• _EXCERPT TO READ_
+ + + +

At the point of the gospel offer and the call to believe there is no reference to election, but the preacher does not confine himself to these. He must explain the way of salvation in its fulness for the sake of ministering the certainty of faith. The whole counsel of God includes election, and it is necessary to preach for its own ends, but it is not the object of faith which is held out in the gospel offer.



timfost said:


> 4. As I understand it, Boston did not distinguish between the Covenant of Redemption (CoR) and the Covenant of Grace (CoG) in contrast to many others. In his thinking, are the elect always "in Christ," even prior to faith? How would you interact with the question?



First, Boston distinguished between the covenant of grace as made with Christ and the covenant as made with the elect. He saw the need to recognise these as one covenant, not two, because neonomianism had taken the covenant of redemption in the direction of conditionalism by separating redemption accomplished and applied.

Secondly, the question is irrelevant to the issue since men like Rutherford, who taught the covenant of redemption is a separate covenant, also maintained the doctrine which Boston would later teach on law and gospel.

+ + + +

• _EXERCISES_
1. Translate this sentence from the excerpt on Boston and the covenants into Spanish: "He must explain the way of salvation in its fulness for the sake of ministering the certainty of faith."
2. Please reproduce the excerpt on Boston and the covenants between "First, Boston distinguished" and "law and gospel.", inclusive.

• _EXTRACTED RECORDS_
+ + + +

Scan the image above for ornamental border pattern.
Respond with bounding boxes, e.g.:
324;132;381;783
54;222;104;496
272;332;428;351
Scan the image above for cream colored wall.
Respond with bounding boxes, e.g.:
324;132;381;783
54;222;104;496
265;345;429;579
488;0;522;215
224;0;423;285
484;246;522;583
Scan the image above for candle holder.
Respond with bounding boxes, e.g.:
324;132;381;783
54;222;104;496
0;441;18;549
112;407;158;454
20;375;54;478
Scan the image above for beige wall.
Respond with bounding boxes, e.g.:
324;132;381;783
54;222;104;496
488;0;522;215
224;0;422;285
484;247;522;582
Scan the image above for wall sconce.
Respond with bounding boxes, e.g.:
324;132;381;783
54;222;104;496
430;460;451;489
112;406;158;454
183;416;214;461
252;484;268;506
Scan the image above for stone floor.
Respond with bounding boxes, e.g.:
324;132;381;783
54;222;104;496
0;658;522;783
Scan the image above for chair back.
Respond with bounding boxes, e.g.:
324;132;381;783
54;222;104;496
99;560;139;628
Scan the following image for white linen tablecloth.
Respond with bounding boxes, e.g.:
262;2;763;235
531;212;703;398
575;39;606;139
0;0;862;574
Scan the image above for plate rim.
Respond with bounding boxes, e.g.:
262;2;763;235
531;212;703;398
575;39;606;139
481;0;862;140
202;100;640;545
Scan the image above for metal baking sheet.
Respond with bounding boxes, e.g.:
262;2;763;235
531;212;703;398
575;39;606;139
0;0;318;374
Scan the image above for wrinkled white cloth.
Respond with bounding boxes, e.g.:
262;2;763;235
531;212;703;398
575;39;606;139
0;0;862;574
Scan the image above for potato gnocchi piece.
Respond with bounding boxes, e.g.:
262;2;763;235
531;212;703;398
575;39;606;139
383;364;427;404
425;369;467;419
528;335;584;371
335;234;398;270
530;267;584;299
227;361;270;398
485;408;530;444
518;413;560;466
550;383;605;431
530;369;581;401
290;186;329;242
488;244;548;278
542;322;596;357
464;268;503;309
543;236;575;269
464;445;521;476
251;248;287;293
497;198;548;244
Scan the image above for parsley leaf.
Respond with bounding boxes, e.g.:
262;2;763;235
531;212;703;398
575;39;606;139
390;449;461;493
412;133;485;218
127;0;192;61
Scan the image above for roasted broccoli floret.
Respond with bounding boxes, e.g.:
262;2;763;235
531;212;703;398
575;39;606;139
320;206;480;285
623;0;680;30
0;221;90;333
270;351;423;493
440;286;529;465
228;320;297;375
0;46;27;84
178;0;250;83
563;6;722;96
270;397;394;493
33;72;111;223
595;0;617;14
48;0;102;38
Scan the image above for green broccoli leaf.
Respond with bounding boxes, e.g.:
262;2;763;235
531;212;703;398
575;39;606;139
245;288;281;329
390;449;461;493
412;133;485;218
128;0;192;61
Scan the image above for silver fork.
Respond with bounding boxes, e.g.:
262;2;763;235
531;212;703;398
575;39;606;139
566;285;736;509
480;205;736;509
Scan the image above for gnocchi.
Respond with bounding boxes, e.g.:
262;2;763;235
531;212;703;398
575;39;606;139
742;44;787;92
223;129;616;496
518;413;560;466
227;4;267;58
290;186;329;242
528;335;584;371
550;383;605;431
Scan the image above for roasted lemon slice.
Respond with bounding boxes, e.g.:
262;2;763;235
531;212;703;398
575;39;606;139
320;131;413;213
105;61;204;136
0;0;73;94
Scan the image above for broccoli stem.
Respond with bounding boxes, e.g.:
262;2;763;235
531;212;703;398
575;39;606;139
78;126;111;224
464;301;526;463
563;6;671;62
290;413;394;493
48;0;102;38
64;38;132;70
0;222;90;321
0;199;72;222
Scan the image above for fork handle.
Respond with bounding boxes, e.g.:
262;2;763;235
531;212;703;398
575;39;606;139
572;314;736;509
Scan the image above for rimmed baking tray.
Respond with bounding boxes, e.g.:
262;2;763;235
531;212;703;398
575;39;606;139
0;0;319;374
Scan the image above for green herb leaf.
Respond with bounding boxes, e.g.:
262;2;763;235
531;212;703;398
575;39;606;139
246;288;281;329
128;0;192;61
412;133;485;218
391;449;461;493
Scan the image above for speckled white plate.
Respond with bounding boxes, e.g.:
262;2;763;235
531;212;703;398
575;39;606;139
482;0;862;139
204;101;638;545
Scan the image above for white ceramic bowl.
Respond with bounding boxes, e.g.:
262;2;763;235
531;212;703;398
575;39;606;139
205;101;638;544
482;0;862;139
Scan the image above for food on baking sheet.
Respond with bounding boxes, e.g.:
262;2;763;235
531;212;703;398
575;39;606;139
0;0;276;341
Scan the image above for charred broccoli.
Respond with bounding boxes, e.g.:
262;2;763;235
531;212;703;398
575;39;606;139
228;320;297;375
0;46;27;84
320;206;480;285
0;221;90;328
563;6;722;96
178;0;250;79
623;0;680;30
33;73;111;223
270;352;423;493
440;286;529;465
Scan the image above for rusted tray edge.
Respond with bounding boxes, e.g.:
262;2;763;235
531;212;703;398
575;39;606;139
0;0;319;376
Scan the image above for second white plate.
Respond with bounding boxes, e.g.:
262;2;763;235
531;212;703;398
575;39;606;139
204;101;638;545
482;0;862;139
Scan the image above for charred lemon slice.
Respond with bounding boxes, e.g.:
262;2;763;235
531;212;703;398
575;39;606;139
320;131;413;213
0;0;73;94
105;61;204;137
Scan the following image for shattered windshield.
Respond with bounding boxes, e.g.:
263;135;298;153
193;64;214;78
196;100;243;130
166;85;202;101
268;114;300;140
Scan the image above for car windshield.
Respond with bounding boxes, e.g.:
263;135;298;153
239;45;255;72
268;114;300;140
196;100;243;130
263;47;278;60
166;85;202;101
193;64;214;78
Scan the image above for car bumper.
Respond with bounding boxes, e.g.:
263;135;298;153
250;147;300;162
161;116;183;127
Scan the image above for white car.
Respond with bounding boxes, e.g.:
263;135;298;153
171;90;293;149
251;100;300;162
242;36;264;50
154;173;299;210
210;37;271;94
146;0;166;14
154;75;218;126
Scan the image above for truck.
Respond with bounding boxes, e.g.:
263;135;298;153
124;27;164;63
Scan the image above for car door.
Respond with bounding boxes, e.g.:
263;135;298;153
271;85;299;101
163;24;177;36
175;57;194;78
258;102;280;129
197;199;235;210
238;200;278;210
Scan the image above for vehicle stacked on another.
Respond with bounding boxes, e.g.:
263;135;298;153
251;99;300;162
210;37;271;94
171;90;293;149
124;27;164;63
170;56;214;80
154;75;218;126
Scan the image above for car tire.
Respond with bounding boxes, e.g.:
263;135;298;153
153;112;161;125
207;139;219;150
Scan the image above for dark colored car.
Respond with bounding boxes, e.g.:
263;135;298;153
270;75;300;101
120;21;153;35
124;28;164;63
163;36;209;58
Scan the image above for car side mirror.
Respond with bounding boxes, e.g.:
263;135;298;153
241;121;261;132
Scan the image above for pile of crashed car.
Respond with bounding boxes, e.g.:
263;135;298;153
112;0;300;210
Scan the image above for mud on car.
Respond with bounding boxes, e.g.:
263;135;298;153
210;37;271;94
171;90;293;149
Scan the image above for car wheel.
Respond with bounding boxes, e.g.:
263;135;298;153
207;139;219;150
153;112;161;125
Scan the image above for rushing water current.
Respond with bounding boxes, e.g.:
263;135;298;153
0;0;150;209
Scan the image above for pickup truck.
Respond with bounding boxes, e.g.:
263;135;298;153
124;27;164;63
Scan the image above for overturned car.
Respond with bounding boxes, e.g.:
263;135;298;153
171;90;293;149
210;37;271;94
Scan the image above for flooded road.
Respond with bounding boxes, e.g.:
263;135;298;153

+ + + +

• _THE RESULTS_
1. Debe explicar el camino de la salvación en su plenitud a fin de ministrar la certeza de la fe.

2.
First, Boston distinguished between the covenant of grace as made with Christ and the covenant as made with the elect. He saw the need to recognise these as one covenant, not two, because neonomianism had taken the covenant of redemption in the direction of conditionalism by separating redemption accomplished and applied.

Secondly, the question is irrelevant to the issue since men like Rutherford, who taught the covenant of redemption is a separate covenant, also maintained the doctrine which Boston would later teach on law and gospel.